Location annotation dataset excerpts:
## BEGIN
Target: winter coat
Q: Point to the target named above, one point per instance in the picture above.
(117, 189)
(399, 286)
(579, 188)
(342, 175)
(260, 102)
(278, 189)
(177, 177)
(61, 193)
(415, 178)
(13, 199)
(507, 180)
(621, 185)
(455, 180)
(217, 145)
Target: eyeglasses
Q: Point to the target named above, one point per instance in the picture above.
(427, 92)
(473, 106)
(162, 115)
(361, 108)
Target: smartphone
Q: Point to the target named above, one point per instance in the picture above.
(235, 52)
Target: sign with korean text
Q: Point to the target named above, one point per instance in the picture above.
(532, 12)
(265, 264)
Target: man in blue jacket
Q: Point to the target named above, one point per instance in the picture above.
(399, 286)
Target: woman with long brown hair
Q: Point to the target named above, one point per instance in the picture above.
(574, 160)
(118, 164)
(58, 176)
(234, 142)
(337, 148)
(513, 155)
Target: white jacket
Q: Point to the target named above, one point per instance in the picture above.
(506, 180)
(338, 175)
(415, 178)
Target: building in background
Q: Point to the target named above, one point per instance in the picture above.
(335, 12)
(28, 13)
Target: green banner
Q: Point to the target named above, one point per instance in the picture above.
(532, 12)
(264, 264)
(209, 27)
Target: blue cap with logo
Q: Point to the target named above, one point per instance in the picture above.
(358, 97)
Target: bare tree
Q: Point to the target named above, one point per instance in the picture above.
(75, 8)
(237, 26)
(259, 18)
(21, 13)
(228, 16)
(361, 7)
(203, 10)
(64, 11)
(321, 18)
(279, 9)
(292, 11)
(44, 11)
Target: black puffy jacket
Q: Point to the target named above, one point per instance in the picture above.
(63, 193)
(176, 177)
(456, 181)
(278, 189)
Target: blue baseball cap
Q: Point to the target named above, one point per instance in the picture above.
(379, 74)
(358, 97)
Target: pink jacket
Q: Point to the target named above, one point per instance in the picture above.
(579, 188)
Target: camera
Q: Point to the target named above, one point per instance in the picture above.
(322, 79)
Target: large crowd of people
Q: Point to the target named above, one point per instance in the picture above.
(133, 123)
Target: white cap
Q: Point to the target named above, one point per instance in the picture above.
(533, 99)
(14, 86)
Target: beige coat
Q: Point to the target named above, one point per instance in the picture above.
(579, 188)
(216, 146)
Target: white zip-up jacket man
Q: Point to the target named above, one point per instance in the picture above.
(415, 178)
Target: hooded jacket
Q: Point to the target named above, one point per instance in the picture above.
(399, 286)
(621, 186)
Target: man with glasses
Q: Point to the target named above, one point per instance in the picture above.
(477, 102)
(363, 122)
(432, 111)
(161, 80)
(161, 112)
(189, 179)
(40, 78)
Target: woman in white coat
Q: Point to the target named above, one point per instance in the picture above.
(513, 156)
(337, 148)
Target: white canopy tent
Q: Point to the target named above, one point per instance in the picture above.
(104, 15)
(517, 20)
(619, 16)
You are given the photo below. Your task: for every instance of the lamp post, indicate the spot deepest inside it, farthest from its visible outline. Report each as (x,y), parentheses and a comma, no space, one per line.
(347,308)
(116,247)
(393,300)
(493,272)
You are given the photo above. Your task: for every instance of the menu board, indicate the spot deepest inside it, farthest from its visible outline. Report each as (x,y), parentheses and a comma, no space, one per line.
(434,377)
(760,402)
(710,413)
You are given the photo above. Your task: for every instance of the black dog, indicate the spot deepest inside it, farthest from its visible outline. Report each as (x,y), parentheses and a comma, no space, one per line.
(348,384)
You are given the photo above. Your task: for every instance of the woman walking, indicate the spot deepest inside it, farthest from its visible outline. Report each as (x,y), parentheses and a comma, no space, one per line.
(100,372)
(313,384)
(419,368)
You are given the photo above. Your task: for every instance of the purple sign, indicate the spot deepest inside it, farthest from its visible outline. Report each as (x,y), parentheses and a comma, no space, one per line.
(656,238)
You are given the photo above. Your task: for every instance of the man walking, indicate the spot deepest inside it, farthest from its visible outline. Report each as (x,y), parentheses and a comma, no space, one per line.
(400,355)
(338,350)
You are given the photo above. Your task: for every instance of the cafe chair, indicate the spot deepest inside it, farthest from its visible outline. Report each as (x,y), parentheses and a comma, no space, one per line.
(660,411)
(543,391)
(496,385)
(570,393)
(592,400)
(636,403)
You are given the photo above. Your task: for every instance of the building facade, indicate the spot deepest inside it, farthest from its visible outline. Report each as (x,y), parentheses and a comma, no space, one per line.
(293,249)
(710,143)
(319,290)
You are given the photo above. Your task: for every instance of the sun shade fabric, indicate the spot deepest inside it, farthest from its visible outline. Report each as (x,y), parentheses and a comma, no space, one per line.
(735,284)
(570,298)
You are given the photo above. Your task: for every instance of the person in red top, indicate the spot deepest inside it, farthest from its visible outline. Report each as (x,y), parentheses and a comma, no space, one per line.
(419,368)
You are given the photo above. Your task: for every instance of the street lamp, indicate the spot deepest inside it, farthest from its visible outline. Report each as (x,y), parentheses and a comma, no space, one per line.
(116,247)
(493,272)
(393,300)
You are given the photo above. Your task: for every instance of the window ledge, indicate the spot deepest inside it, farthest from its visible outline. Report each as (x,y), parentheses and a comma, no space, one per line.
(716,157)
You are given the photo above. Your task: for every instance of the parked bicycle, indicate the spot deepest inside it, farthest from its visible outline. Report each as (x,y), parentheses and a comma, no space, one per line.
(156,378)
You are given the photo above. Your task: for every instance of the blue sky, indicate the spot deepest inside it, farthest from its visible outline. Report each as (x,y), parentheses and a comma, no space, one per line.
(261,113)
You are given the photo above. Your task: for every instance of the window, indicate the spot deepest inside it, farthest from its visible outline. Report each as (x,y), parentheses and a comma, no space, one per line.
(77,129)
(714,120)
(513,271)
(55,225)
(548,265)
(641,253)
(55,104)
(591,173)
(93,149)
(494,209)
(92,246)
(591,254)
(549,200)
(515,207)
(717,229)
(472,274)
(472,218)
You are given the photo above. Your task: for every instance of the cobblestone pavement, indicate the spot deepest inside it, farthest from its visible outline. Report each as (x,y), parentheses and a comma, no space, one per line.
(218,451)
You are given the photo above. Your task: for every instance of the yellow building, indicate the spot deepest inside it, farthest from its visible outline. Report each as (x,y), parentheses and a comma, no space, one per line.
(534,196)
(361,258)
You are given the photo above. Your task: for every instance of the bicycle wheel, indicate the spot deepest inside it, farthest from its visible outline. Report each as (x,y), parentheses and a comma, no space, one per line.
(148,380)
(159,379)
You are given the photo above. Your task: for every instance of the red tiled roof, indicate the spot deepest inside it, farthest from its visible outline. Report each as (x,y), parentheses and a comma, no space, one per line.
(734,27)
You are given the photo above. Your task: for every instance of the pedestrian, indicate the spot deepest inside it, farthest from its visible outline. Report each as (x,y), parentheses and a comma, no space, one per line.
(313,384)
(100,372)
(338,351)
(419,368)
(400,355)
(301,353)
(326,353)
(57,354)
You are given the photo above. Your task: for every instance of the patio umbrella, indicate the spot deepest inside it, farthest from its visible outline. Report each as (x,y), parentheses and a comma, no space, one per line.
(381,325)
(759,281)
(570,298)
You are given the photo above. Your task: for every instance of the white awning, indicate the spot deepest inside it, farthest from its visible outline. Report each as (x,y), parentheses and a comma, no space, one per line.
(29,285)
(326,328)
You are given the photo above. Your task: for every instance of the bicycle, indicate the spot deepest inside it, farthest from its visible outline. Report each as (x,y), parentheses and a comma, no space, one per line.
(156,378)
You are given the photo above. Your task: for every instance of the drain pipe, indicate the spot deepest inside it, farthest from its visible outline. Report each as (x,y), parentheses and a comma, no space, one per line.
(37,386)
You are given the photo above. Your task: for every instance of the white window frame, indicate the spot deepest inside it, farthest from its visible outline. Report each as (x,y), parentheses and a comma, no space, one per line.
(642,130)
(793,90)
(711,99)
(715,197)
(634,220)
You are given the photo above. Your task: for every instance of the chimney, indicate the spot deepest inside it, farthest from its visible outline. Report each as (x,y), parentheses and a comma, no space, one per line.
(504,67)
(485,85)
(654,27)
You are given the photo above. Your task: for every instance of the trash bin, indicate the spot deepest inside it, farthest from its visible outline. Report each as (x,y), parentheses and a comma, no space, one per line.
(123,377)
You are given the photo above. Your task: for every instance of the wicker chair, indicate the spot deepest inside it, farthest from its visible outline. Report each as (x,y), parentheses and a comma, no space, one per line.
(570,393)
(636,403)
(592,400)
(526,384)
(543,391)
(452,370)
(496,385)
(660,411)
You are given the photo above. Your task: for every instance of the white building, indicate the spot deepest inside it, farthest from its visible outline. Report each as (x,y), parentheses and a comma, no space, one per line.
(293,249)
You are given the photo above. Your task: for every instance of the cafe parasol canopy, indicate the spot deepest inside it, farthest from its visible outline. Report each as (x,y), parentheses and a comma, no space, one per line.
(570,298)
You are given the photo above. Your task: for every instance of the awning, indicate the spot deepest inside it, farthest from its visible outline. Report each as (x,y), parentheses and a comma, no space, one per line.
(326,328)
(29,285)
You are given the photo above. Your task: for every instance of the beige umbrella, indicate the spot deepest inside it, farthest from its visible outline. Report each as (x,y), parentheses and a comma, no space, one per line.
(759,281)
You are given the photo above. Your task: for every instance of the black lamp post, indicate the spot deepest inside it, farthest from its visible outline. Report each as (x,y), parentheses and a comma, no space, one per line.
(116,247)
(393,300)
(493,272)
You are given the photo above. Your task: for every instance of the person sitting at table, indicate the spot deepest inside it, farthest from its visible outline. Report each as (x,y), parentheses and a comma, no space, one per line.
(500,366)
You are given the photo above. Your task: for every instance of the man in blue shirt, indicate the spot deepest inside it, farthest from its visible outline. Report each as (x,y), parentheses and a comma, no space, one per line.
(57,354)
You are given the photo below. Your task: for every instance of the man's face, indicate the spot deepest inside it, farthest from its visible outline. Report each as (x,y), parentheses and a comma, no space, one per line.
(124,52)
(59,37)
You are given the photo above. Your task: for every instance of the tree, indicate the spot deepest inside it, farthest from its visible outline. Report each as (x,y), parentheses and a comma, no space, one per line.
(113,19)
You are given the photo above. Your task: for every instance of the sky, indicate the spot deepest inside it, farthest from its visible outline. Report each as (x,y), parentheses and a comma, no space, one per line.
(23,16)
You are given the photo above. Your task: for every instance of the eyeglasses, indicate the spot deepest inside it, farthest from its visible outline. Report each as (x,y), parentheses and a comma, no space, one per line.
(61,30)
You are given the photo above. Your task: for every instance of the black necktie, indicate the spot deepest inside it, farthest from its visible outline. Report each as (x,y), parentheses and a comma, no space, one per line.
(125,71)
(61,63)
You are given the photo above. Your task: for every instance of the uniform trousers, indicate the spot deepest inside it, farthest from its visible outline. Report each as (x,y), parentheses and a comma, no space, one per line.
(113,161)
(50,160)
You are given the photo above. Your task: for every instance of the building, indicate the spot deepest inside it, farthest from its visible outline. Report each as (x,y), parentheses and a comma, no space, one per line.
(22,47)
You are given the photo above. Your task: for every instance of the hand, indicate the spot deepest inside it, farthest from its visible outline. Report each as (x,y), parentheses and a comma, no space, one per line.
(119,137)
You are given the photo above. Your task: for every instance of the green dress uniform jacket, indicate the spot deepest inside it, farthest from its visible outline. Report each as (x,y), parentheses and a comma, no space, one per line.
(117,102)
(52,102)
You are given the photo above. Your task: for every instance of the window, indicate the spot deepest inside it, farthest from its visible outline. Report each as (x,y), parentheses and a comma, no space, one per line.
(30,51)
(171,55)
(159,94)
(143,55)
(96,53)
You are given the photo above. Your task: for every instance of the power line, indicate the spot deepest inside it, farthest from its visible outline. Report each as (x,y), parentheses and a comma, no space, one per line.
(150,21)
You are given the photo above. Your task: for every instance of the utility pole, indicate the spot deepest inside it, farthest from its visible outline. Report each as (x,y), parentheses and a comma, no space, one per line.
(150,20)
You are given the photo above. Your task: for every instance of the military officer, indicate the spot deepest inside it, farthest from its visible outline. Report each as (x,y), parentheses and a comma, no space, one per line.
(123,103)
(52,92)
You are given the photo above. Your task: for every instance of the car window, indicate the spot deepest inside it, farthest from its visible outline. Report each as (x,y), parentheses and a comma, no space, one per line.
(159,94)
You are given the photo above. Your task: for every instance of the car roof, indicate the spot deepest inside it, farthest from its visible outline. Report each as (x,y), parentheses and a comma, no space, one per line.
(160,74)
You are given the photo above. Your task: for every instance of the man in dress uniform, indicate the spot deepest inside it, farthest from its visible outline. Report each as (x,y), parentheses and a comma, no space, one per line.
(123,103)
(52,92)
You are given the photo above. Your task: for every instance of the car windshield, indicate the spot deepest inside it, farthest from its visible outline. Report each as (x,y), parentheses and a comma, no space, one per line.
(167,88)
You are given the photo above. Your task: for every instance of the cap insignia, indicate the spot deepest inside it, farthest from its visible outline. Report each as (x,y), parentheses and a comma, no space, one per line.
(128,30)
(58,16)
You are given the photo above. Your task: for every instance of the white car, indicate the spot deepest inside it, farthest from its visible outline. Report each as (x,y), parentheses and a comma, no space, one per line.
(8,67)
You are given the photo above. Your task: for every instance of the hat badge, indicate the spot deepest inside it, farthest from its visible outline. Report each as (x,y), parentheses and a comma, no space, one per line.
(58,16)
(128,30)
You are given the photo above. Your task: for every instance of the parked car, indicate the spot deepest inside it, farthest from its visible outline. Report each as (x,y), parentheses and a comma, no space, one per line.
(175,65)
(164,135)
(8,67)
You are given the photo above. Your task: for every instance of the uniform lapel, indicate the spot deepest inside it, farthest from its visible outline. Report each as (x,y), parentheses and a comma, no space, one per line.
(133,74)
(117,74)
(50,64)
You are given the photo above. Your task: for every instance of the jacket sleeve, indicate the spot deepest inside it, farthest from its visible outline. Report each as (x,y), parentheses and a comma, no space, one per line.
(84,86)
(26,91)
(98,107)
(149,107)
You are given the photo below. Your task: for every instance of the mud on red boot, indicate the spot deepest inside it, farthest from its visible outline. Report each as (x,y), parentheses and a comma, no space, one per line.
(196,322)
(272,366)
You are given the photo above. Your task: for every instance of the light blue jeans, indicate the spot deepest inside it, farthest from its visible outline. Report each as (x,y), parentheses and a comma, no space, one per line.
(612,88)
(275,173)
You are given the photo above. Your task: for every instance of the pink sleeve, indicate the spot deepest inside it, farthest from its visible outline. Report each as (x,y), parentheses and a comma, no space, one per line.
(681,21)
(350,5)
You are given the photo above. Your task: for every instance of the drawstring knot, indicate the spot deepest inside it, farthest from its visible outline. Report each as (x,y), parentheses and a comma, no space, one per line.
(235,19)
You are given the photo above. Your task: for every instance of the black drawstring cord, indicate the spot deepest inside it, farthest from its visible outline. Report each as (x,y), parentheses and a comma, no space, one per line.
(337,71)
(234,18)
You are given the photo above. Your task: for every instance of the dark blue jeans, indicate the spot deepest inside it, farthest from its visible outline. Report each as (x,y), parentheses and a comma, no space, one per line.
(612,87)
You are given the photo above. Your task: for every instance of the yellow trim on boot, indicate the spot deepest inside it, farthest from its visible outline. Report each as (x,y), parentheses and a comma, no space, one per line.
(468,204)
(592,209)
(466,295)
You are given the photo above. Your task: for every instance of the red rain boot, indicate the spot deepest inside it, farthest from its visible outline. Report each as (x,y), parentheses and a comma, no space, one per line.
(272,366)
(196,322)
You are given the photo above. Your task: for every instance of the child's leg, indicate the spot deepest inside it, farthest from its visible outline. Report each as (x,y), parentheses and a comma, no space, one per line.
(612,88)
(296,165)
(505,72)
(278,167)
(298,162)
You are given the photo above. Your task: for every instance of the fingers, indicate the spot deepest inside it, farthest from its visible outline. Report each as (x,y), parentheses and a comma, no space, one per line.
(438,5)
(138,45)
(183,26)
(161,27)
## END
# Brief:
Would you quote, exactly and only, the lines from the one containing "of the dark" to the end of the entries?

# Answer to the exercise:
You are given the photo above. Your task: for every instance of the dark blue jeans, indicate the spot deepest inside it, farthest from its visible outline. Report each as (x,y), parentheses and a comma, no space, one per line.
(612,87)
You are given the photo above. Your task: for every instance of the yellow trim on boot, indicate the spot deepest inside it, farthest from its visible outline. Report each as (x,y), parentheses and a comma, no space, one per line.
(468,204)
(592,209)
(466,295)
You are given the photo above. Your task: for every instance of the red rain boot, indicate the spot deepest inside it, farthest from its visible outline. Report each as (x,y), parentheses and a comma, no space, one per line.
(272,366)
(196,322)
You are given the photo above. Your task: for every instance of the child's leg, indicate the spot deepest inside it, farthest from its visible outline. Report each as (x,y), parentheses and a comma, no space, one per line.
(612,88)
(296,165)
(505,72)
(278,167)
(298,162)
You are given the photo above. Your task: for every instance of the fingers, indicate the spot deepest inside it, farthest from its visible outline. Report each as (x,y), parentheses and a comma, no space, one per line.
(438,5)
(138,45)
(183,26)
(161,27)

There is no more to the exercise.